■ **TASK DETAILS**
Rewrite this listing with every "photo" changed to "image" and nothing else altered. Leave out the pictures.

■ **MATERIAL FOR THIS EXERCISE**

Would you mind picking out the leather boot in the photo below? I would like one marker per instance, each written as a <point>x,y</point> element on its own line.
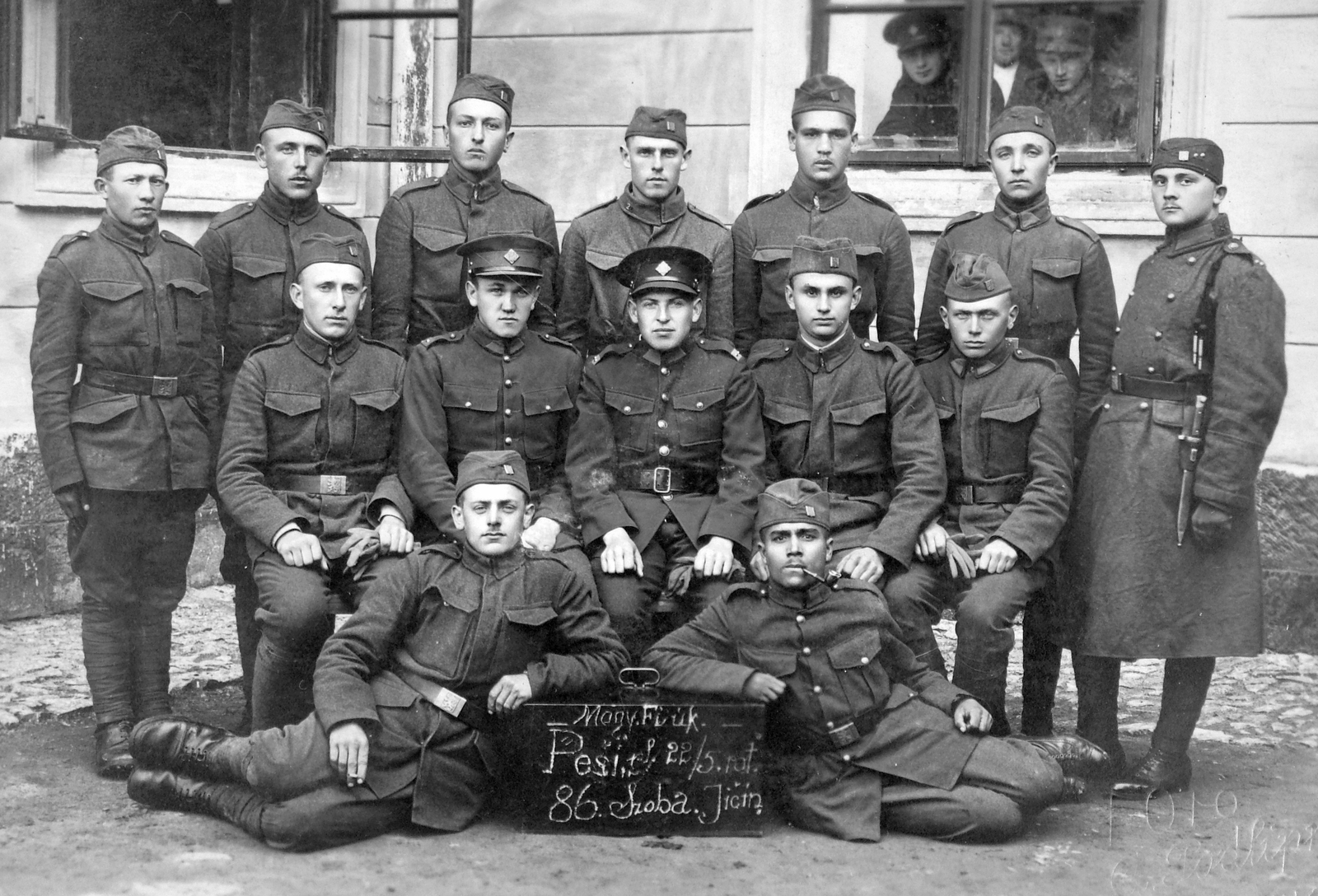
<point>232,803</point>
<point>193,749</point>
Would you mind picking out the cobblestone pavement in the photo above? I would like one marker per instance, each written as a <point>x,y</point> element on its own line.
<point>1255,702</point>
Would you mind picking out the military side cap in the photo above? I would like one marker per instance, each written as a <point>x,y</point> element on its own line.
<point>1193,153</point>
<point>290,114</point>
<point>1019,119</point>
<point>827,92</point>
<point>915,30</point>
<point>131,144</point>
<point>815,256</point>
<point>492,467</point>
<point>669,268</point>
<point>1064,35</point>
<point>322,247</point>
<point>792,501</point>
<point>975,277</point>
<point>505,254</point>
<point>666,124</point>
<point>484,87</point>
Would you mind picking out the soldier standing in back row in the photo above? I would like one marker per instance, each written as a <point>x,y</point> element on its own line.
<point>248,252</point>
<point>419,282</point>
<point>129,447</point>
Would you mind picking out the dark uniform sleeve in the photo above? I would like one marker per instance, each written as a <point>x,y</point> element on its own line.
<point>1249,382</point>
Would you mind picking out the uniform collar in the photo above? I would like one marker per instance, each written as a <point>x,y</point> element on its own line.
<point>652,212</point>
<point>142,243</point>
<point>1032,215</point>
<point>806,194</point>
<point>467,188</point>
<point>830,357</point>
<point>283,210</point>
<point>320,349</point>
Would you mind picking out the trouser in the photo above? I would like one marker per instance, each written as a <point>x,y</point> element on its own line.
<point>1002,784</point>
<point>986,608</point>
<point>630,600</point>
<point>296,619</point>
<point>131,557</point>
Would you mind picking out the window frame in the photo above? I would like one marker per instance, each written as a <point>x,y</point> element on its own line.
<point>972,153</point>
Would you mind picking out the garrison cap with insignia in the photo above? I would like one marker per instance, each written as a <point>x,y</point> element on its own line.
<point>815,256</point>
<point>507,254</point>
<point>1021,119</point>
<point>1194,153</point>
<point>824,92</point>
<point>131,144</point>
<point>485,87</point>
<point>492,467</point>
<point>666,124</point>
<point>290,114</point>
<point>915,30</point>
<point>975,277</point>
<point>792,501</point>
<point>322,247</point>
<point>669,268</point>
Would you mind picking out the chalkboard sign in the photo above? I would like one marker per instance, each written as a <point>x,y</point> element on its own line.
<point>643,762</point>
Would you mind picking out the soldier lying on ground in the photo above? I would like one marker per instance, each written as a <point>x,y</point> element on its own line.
<point>410,692</point>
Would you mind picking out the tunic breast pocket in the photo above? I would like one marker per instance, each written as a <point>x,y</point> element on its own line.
<point>115,313</point>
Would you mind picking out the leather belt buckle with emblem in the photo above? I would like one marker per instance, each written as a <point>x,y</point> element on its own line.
<point>165,386</point>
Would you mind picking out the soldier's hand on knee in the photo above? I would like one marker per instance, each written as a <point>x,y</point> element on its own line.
<point>715,559</point>
<point>997,557</point>
<point>349,749</point>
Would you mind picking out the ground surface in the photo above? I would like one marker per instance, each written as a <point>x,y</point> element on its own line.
<point>1247,828</point>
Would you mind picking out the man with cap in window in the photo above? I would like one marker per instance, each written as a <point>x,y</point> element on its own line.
<point>1006,417</point>
<point>248,252</point>
<point>419,282</point>
<point>127,443</point>
<point>652,210</point>
<point>862,735</point>
<point>493,386</point>
<point>410,693</point>
<point>307,469</point>
<point>667,451</point>
<point>819,203</point>
<point>1163,557</point>
<point>1061,285</point>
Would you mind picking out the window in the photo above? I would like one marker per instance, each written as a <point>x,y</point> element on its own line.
<point>931,76</point>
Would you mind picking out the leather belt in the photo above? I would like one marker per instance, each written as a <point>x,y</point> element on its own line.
<point>322,484</point>
<point>450,702</point>
<point>972,493</point>
<point>140,385</point>
<point>1161,390</point>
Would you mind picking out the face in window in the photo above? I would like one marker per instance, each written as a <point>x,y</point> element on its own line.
<point>330,296</point>
<point>294,161</point>
<point>663,316</point>
<point>823,142</point>
<point>823,303</point>
<point>133,193</point>
<point>1184,198</point>
<point>502,303</point>
<point>478,135</point>
<point>657,165</point>
<point>1021,162</point>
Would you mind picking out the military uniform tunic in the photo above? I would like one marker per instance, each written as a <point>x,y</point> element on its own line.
<point>419,281</point>
<point>592,305</point>
<point>1137,592</point>
<point>762,250</point>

■ **THE COMPLETED TASK**
Would you mind picking out the leather boot in the image below? I would like one marker per instance, each written as a <point>x,y</point> element on its own line.
<point>232,803</point>
<point>193,749</point>
Would you mind picking out the cobblestone pavement in the image above? I would like one marker per instance, each written as a <point>x,y</point> element on its own line.
<point>1255,702</point>
Would you mind picking out the military side cap in the image above? I would like one marker per instance, each written as a <point>x,y</point> element on its own line.
<point>1193,153</point>
<point>290,114</point>
<point>1019,119</point>
<point>827,92</point>
<point>915,30</point>
<point>131,144</point>
<point>815,256</point>
<point>492,467</point>
<point>669,268</point>
<point>1064,35</point>
<point>322,247</point>
<point>792,501</point>
<point>975,277</point>
<point>505,254</point>
<point>666,124</point>
<point>484,87</point>
Would you mind picking out the soldier standing in back row in the image above? I would like one marker per instance, each written as a <point>x,y</point> element on its own line.
<point>248,252</point>
<point>419,282</point>
<point>129,447</point>
Would you mind picking out the dark uniform sleeve in the image above? I would like one marker per instance, each written as a <point>x,y</point> element on its own line.
<point>1249,382</point>
Would you mind picking out the uniform collar in the image above? I would like one marker per instance, each written as a <point>x,y</point> element on its own line.
<point>652,212</point>
<point>142,243</point>
<point>1032,215</point>
<point>806,194</point>
<point>467,188</point>
<point>830,357</point>
<point>283,210</point>
<point>320,349</point>
Would you mind picking out the trouser in the image above? I would like one marker per instance, each written as a <point>x,y</point> element on its own line.
<point>1002,784</point>
<point>986,608</point>
<point>630,600</point>
<point>296,619</point>
<point>131,557</point>
Would you mind picking out the window frame in the image above? I would like one marker per instance, each written as a <point>x,y</point> element on its own line.
<point>972,153</point>
Would you mind picking out the garrison cap with insignia in the image above? I would like one marker per instance, each written as a <point>x,y</point> element on its own line.
<point>815,256</point>
<point>507,254</point>
<point>1021,119</point>
<point>1194,153</point>
<point>824,92</point>
<point>131,144</point>
<point>485,87</point>
<point>492,467</point>
<point>666,124</point>
<point>290,114</point>
<point>915,30</point>
<point>975,277</point>
<point>792,501</point>
<point>322,247</point>
<point>669,268</point>
Would you mind picking out the chalkboard sign in the image above? I would like one marker per instance, each written as a <point>x,y</point> element on its own line.
<point>643,762</point>
Would you mind picking out the soldier lying on ground in the image above? I would like one marker per instance, each written as a <point>x,y</point> element on its own line.
<point>410,692</point>
Would you mind picking out the tunic breast pocket in the image above? I would like one marker per instance, each written as a <point>x,y</point> element on its own line.
<point>115,313</point>
Would you mind picking out the leather belt buckle with emblem in the image above? I would like one marker per instance, each written as a <point>x,y</point> element on its own line.
<point>165,386</point>
Would you mind picking out the soldier's hand on knee in the image above? I would like one marker per instance, each written as a <point>x,y</point> element on its own line.
<point>715,559</point>
<point>997,557</point>
<point>349,749</point>
Would you mind picking out the ground surface in the image above? I would like one marker per instance, each written as a <point>x,y</point> element on its own line.
<point>1247,828</point>
Would you mind picking out the man with cap in window in the image above? I would like one marker per instance, each written as a <point>x,y</point> element on its own line.
<point>1006,417</point>
<point>248,252</point>
<point>419,282</point>
<point>127,443</point>
<point>652,210</point>
<point>862,735</point>
<point>493,386</point>
<point>410,693</point>
<point>307,469</point>
<point>667,451</point>
<point>819,203</point>
<point>1163,557</point>
<point>1061,285</point>
Would you mind picking out the window in the image above? I would like one marker per instance, each written as a <point>x,y</point> element on its own line.
<point>931,76</point>
Would you mind picking out the leather belt in the image above? I would like one marker per instance, each written as a <point>x,y</point> element on its own line.
<point>322,484</point>
<point>450,702</point>
<point>972,493</point>
<point>140,385</point>
<point>1161,390</point>
Would you mind picking out the face in window in the image above? I would like one marker per instance, each written as a <point>x,y</point> element on its own line.
<point>330,296</point>
<point>294,161</point>
<point>663,316</point>
<point>823,142</point>
<point>823,303</point>
<point>133,193</point>
<point>1184,198</point>
<point>502,303</point>
<point>478,135</point>
<point>657,165</point>
<point>1021,162</point>
Would you mind picking out the military uniform tunic in the image above? I would like one marker per instance, each written as a <point>x,y</point> element on its own line.
<point>419,281</point>
<point>592,305</point>
<point>1137,592</point>
<point>762,250</point>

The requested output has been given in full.